Every line in the data below that has the word "statue" should be returned.

*** Supplied data ***

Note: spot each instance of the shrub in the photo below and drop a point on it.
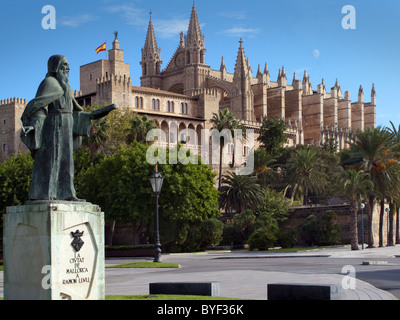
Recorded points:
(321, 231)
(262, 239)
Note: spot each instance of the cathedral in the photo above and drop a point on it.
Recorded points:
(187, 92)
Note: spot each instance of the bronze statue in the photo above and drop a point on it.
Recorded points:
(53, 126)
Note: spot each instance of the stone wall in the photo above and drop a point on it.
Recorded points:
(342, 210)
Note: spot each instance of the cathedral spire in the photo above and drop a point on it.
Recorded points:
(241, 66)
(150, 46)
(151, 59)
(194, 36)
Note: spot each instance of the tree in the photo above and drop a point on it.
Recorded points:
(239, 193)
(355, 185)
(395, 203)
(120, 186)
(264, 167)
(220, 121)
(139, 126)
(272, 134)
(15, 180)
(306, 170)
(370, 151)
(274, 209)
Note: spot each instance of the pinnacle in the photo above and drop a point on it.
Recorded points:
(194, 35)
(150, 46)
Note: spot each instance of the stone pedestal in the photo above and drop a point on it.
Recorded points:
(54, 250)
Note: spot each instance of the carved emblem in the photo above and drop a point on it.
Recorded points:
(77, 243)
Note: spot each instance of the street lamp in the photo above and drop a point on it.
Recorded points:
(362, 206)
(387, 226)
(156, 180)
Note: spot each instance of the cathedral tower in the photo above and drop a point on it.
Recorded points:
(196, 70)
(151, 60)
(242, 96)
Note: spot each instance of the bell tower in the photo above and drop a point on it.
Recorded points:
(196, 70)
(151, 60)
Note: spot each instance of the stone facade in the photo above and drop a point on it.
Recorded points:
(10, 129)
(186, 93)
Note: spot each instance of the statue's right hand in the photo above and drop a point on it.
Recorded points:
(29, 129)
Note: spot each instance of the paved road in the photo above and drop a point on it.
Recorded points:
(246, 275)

*** End of Supplied data ***

== Task response ==
Note: spot each instance of the bronze statue in the photo above and drop a point on it.
Note: spot each instance of the statue's right hand in the photo above and drop a point on it.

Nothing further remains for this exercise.